◆ **STORED RECORDS**:
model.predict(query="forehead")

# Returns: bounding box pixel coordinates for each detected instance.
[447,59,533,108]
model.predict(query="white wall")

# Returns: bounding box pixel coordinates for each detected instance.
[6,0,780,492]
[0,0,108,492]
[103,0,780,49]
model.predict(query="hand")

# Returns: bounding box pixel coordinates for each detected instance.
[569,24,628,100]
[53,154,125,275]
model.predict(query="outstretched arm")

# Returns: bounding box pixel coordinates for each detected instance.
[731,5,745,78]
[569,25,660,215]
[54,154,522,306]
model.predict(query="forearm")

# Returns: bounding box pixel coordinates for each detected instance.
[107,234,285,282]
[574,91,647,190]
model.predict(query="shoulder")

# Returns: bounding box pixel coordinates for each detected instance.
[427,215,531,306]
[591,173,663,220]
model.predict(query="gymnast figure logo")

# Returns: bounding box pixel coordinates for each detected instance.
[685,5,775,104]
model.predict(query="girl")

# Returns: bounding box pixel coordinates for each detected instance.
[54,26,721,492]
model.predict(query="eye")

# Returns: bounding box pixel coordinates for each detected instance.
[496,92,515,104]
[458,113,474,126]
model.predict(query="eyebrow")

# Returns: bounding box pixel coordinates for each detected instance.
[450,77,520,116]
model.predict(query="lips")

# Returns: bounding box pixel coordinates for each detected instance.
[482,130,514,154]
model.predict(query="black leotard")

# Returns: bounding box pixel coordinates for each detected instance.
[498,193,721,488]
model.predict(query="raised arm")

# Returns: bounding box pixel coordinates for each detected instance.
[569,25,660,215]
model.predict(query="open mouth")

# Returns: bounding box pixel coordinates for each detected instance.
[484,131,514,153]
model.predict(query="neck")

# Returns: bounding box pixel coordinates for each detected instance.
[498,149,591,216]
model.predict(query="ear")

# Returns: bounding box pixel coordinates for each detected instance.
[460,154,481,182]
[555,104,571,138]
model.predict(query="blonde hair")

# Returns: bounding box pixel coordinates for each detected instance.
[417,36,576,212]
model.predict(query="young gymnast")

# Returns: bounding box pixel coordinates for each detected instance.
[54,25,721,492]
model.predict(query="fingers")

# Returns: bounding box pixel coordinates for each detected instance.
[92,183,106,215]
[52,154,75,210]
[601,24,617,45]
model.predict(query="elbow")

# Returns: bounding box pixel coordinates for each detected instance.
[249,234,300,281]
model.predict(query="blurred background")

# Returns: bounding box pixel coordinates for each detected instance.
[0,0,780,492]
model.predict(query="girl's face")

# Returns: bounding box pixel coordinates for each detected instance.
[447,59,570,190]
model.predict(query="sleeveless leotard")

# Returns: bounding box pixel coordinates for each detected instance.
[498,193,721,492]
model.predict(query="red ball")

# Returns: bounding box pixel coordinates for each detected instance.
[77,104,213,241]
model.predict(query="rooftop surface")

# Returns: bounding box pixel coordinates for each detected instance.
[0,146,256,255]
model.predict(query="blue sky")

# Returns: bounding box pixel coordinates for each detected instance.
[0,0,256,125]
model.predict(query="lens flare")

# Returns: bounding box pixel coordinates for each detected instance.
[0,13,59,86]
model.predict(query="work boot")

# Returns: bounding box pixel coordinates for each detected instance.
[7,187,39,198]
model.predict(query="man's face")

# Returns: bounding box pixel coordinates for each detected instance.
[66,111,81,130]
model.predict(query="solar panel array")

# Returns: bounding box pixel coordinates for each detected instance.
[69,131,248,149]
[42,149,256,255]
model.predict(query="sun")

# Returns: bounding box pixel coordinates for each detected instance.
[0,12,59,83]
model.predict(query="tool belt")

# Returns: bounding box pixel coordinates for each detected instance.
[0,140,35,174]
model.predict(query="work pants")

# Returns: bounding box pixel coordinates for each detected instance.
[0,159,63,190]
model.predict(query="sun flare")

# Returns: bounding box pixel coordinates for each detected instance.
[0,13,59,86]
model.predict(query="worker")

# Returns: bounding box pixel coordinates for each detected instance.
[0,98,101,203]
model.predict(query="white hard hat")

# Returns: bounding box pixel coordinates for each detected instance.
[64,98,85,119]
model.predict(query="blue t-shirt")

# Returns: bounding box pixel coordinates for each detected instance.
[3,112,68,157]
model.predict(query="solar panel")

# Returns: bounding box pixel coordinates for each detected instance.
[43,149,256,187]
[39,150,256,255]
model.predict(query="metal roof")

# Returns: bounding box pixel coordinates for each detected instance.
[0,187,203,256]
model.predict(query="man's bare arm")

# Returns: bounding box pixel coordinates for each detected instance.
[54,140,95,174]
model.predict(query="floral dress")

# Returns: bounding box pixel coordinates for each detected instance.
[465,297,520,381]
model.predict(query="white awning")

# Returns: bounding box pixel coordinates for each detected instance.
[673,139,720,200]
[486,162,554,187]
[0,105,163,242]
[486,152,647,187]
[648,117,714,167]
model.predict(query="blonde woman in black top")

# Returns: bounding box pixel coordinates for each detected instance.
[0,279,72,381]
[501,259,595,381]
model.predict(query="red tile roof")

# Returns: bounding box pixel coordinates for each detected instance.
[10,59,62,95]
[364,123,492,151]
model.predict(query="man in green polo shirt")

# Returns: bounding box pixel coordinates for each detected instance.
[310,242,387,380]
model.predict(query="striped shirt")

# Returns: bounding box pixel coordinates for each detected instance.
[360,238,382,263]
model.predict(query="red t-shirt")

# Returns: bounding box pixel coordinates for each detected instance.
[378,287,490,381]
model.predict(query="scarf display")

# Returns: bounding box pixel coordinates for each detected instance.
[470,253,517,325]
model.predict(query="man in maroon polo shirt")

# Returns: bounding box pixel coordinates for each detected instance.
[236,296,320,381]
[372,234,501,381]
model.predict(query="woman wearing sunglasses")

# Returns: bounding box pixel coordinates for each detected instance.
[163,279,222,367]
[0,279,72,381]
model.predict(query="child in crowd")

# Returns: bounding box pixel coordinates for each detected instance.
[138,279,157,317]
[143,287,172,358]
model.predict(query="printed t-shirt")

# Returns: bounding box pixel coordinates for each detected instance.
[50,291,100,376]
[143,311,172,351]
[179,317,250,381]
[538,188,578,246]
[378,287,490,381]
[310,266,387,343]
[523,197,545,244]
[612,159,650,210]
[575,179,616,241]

◆ **EXERCISE INSTRUCTIONS**: Reproduce all of the lines above verbatim.

◆ **FINISHED EXERCISE**:
model.predict(query="forehead")

# Returns: bounding box pixel coordinates for each detected instance.
[447,59,533,108]
model.predict(query="white wall")

# Returns: bounding box pixel coordinates for each detected instance.
[6,0,780,492]
[0,0,108,492]
[103,0,780,49]
model.predict(query="hand")

# Returns: bounding box pixel coordinates for each detected instance.
[569,24,628,100]
[53,154,125,275]
model.predict(query="outstretched arm")

# Returns: bounding box pixel coordinates for each detected instance.
[731,5,745,78]
[569,25,660,215]
[54,154,522,306]
model.predict(query="forearm")

# Returns: bounding box pixel coordinates for each detected instance.
[107,234,285,282]
[574,91,647,190]
model.predict(query="shoulder")

# Returns: bounding box pixel coordinates for each detected instance.
[427,215,531,306]
[591,173,663,220]
model.predict(query="gymnast figure logo")

# Returns: bounding box pixel coordinates for each detected instance.
[685,5,775,104]
model.predict(query="girl")

# Returns: bounding box pixel coordinates for each detected instance.
[54,26,721,492]
model.predict(query="eye")

# Returns: bounding box pixel coordinates for each detected instance.
[496,92,515,104]
[458,113,474,126]
model.predict(query="eyebrow")

# Returns: bounding box pixel coordinates for each detected instance.
[450,77,520,116]
model.predict(query="lips")

# Returns: bounding box pixel coordinates for each detected instance.
[482,130,514,154]
model.predict(query="black leotard")

# Returns: bounding box pixel coordinates for each detected instance.
[498,193,721,488]
model.predict(query="raised arm")

# Returns: bounding box pixel coordinates for each detected instance.
[569,25,660,215]
model.predict(query="open mouth")

# Returns: bounding box pixel coordinates for each detected instance.
[484,131,514,153]
model.predict(query="neck")

# Returns: bounding box pixel coordinates for each detected instance.
[498,149,591,216]
model.predict(query="ear")

# Returns: bounding box pixel coordinates for each detected instance.
[460,154,481,182]
[555,104,571,138]
model.predict(query="blonde hair")

# Returns: bounding box pixel coordinates for each detected instance.
[417,36,576,212]
model.predict(query="young gymnast")

# Returns: bounding box pixel coordinates for each detected instance.
[54,25,721,492]
model.predict(query="fingers")

# Returns: bounding box pixel coordinates for each detected instance.
[92,183,106,215]
[52,154,75,210]
[601,24,617,45]
model.predict(query="elbow")

# Returns: bounding box pixel coordinates for each detected instance.
[249,234,300,281]
model.predict(query="blurred background")

# Returns: bounding box pixel coordinates for each detected instance.
[0,0,780,492]
model.predict(query="girl's face")

# Returns: bounding box pixel coordinates for each detected instance.
[447,59,570,190]
model.predict(query="sleeveless leotard")

# Returns: bounding box pixel coordinates for each detected instance.
[498,193,721,492]
model.predict(query="red ball")

# Returns: bounding box pixel coordinates for each detected instance.
[77,104,213,241]
model.predict(query="rooftop surface")

# Returns: bounding box pixel coordinates for each detected instance.
[0,146,256,255]
model.predict(query="blue sky")

# Returns: bounding box pixel coordinates for each detected instance.
[0,0,256,125]
model.predict(query="lens flare")

# Returns: bounding box pixel coordinates for each detected instance.
[0,13,59,86]
model.predict(query="work boot")

# Returns: bounding box pixel coordinates for each detected instance.
[7,187,39,198]
model.predict(query="man's face")

# Returns: bounding box pixel coordinates for each detected instance.
[66,111,81,130]
model.predict(query="solar panel array")

# Returns: bounding box pixel coordinates for each detected instance.
[69,131,248,149]
[42,149,256,255]
model.predict(query="sun")

# Returns: bounding box pixel coordinates for each detected instance.
[0,12,59,83]
model.predict(query="tool belt")

# Returns: bounding box pixel coordinates for each detected instance.
[0,140,35,174]
model.predict(query="work pants")

# Returns: bounding box pixel coordinates for each detected instance.
[0,159,63,190]
model.predict(query="sun flare")

# Returns: bounding box pixel coordinates for each detected instance.
[0,13,59,86]
model.predict(query="worker")

# Returns: bounding box pixel coordinates for each detected instance.
[0,98,101,203]
model.predict(query="white hard hat")

# Returns: bounding box pixel coordinates for each detected instance.
[64,98,85,119]
model.predict(query="blue t-shirt")

# Returns: bounding box pixel coordinates for each detected instance.
[3,112,68,157]
model.predict(query="solar panel")

# Returns: bounding box pixel coordinates for each detected instance.
[43,149,256,187]
[39,150,256,255]
model.predict(query="metal roof")

# Returns: bounding box pixel coordinates for each detected instance.
[0,187,203,256]
model.predict(query="man's bare arm")

# Returns: bounding box pixel coordinates for each detected instance.
[54,140,95,174]
model.predict(query="floral dress")

# Returns: bounding box pixel coordinates for each detected instance.
[465,297,520,381]
model.predict(query="white awning")

# Returns: bounding box pixel coordinates for each detected instance.
[673,139,720,200]
[486,162,554,187]
[0,105,163,242]
[486,152,647,187]
[648,117,714,167]
model.predict(query="blonde woman in black top")

# Returns: bounding box pixel coordinates for each detected instance.
[0,279,72,381]
[501,259,595,381]
model.predict(query="red tile roof")

# Returns: bounding box pixel coordinates for each detected instance.
[10,59,62,95]
[364,123,492,151]
model.predict(query="man in green polo shirt")

# Returns: bounding box pixel coordinates for each detected instance.
[310,242,387,380]
model.predict(query="striped shirt")

# Returns: bounding box pixel coordinates for each detected instance.
[360,238,382,263]
model.predict(query="red t-shirt")

# Returns: bounding box pixel coordinates for each detected instance.
[378,287,490,381]
model.predict(query="scarf display")

# Returns: bounding box pixel coordinates for each detected instance.
[470,253,517,325]
model.predict(query="man in maroon polo shirt")

# Returns: bounding box pixel coordinates for each detected instance.
[236,296,320,381]
[372,234,501,381]
model.predict(query="woman wearing sunglasses")

# Returns: bounding box pixel coordinates for each detected instance.
[163,279,222,367]
[0,279,72,381]
model.predict(query="child in crowd")

# Returns: bounding box pixel coordinates for each detected instance.
[138,279,157,317]
[143,287,172,358]
model.predict(query="printed t-shirt")

# Returns: bounding box pixel coordinates for each detected instance.
[50,291,100,376]
[143,311,172,351]
[179,317,250,381]
[538,188,578,246]
[378,287,490,381]
[310,266,387,343]
[523,197,545,244]
[612,159,650,210]
[575,179,616,241]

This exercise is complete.